▸ Problem details
In the forum thread comparing the Pescador 12 and the Tarpon 12, what is the Pescador 12's hull said to be made from?

▸ Passage provided
"""

# Pescador 12 versus Tarpon 12



## clw (Mar 6, 2011)

I understand that the hull of the pescador 12 is made from the the 2008 Tarpon mold. What's the difference between a 2012 pescador and a 2012 Tarpon. The hatches look nicer on the tarpon. The tarpon has a track system. Is one built better than the other- thicker plastic,ect? Do they row the same?


----------



## sureicanfish (Sep 30, 2007)

Little things like the hatches and I know the pescador doesn't have a bag under the cockpit hatch like the tarpons do. I may be mistaken but the pescador foot braces seem a little more flexi than the tarpons also.


----------



## Robin (Mar 22, 2011)

The Tarpon has COMFORTABLE seat....................


----------



## sureicanfish (Sep 30, 2007)

oh yeah, forgot about that. my wife has a pescador and mine is a tarpon 140 (2008), seats are both CSS but mine has an adjustable back, which does really help.

"""

▸ Information shown
"""

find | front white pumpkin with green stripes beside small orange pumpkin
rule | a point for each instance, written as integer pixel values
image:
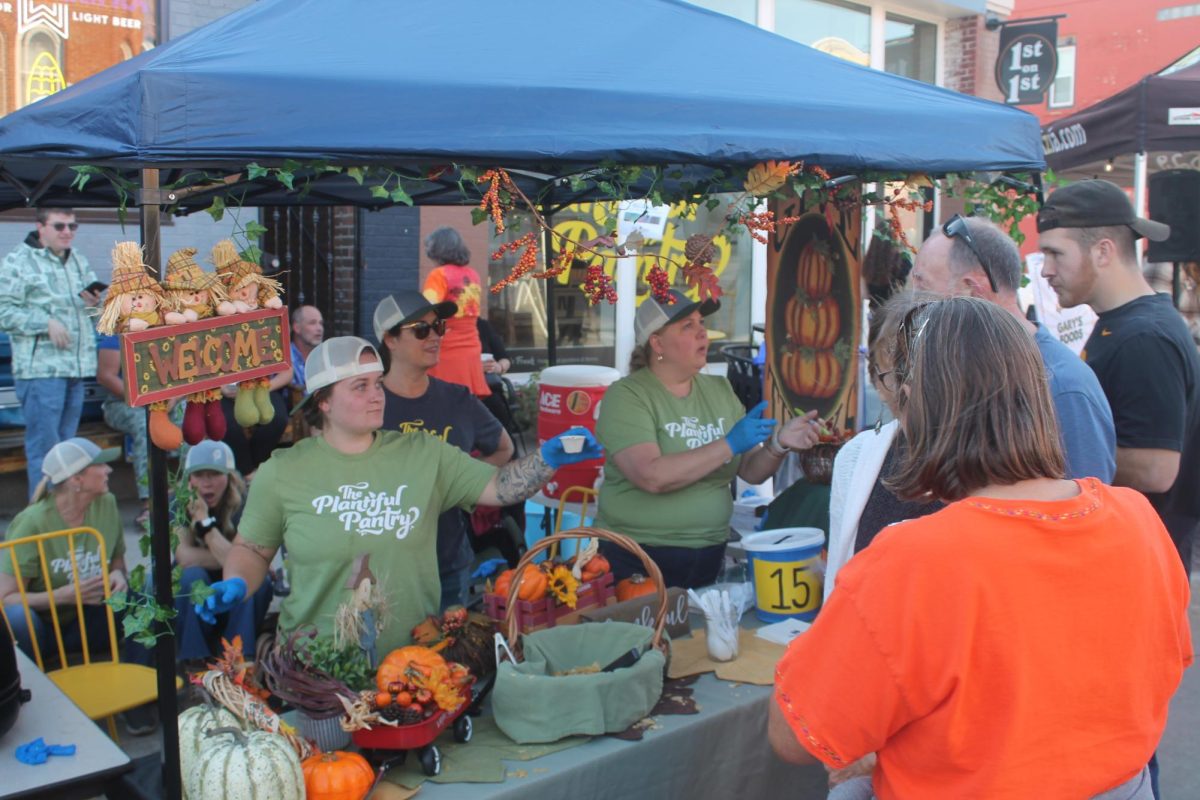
(255, 766)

"""

▸ Solution for this problem
The 2008 Tarpon mold.